Work instructions:
1: In the post on synchronizing worker threads in C++, what is said to be much faster than "create + join" threads?
2: Proceed with the post on synchronizing worker threads in C++, picking up right after its final line of code.

So I have to create N threads only once and keep them synchronized with the main one (using: mutex, shared_mutex, condition_variable, atomic, etc.). It appeared to be quite difficult task for such common and clear situation (in order to make everything really safe and fast). Sticking with it during days I have a feeling of "inventing a bicycle"...
Update 1: calculate(x) and calculate(y) can (and should) run in
parallel
Update 2: std::atomic::fetch_add (or smth.) is more preferable
than queue (or smth.)
Update 3: extreme computations (i.e. millions of "outer" calls and hundreds of "inner")
Update 4: calculate() changes internal object's data without returning a value
Intermediate solution
For some reason "async + wait" is much faster then "create + join" threads. So these two examples make 100% speed increase:
Example 1
for (...)
{
const size_t count = ...
future<void> execution[cpu_cores];
for (size_t x = 0; x < cpu_cores; ++x)
{
execution[x] = async(launch::async, ref(*this), x, count);
}
for (size_t x = 0; x < cpu_cores; ++x)
{
execution[x].wait();
}
}
void operator()(const size_t x, const size_t count)
{
for (size_t i = x; i < count; i += cpu_cores)
{
calculate(i);
}
}
Example 2
for (...)
{
index = 0;
const size_t count = ...
future<void> execution[cpu_cores];
for (size_t x = 0; x < cpu_cores; ++x)
{
execution[x] = async(launch::async, ref(*this), count);
}
for (size_t x = 0; x < cpu_cores; ++x)
{
execution[x].wait();
}
}
atomic<size_t> index;
void operator()(const size_t count)

Data shown:
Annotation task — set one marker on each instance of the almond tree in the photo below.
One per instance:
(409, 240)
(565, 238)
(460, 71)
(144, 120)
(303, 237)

Response list:
1: "async + wait"

2:
{
for (size_t i = index.fetch_add(1); i < count; i = index.fetch_add(1))
{
calculate(i);
}
}
Is it possible to make it even faster by creating threads only once and then synchronize them with a small overhead?
Final solution
Additional +20% of speed increase in comparison to std::async!
for (size_t i = 0; i < _countof(index); ++i) { index[i] = i; }
for_each_n(par_unseq, index, count, [&](const size_t i) { calculate(i); });
Is it possible to avoid redundant array "index"?
Yes:
for_each_n(par_unseq, counting_iterator<size_t>(0), count,
[&](const size_t i)
{
calculate(i);
});
In the past, you'd use OpenMP, GNU Parallel, Intel TBB.¹
If you have c++17², I'd suggest using execution policies with standard algorithms.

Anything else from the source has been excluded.